§ DIRECTIVE
Can you rewrite every line of the items from the line with "One point per instance, each like (139, 578)." to the line with "(1063, 512)", both ends included, shifting each answer coordinate by adding 126 to both of its numbers? Leave the sample points in the item wording unchanged.

§ RECORDS FOR THIS TASK
========================================================================

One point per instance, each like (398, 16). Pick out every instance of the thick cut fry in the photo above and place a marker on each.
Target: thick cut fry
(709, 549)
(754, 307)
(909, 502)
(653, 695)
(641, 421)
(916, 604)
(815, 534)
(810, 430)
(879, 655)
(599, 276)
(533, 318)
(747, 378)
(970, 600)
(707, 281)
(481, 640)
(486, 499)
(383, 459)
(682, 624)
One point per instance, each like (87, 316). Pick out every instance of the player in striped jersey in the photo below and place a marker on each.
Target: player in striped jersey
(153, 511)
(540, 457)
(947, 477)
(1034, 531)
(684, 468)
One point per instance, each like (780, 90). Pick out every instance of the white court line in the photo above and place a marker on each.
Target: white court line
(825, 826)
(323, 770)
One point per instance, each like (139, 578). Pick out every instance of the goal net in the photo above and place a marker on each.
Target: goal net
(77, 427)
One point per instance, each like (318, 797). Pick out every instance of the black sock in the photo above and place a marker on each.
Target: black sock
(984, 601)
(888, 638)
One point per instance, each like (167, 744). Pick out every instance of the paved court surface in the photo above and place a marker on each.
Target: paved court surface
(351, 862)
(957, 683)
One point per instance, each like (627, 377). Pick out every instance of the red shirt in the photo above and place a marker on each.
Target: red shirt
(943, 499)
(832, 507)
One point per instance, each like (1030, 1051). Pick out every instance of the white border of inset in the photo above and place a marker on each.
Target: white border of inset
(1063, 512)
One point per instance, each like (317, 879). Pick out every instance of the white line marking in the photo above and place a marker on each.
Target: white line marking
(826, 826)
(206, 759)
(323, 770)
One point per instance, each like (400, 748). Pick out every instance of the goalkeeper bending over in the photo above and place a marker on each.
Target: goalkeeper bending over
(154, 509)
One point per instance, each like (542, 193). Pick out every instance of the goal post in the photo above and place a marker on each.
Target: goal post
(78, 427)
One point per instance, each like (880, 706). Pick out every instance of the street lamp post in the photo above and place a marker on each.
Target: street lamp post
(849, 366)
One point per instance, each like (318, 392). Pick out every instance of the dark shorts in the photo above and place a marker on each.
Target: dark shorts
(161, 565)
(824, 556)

========================================================================

§ COMPLETE ANSWER
One point per instance, each like (139, 578). Pick out every instance of the goal net in the photo above and place a marker on each.
Target: goal net
(203, 553)
One point per instance, each like (318, 797). Pick out every instance of the black sock in the photo above and place a marker on each.
Target: black sock
(1110, 727)
(1014, 764)
One point per instance, each like (167, 744). Pick out every instance of the paved court surface in the photo above and place a marker on each.
Target: paved court surface
(477, 988)
(1083, 809)
One point per instance, each like (627, 377). Pick out every instance of the red shirt in the photo above and place a marker on each.
Target: red shirt
(1069, 625)
(958, 633)
One point per instance, each like (1030, 1051). Pick out every instance of the white border of inset in the photo above and place a marker on each.
Target: white border of inset
(1189, 638)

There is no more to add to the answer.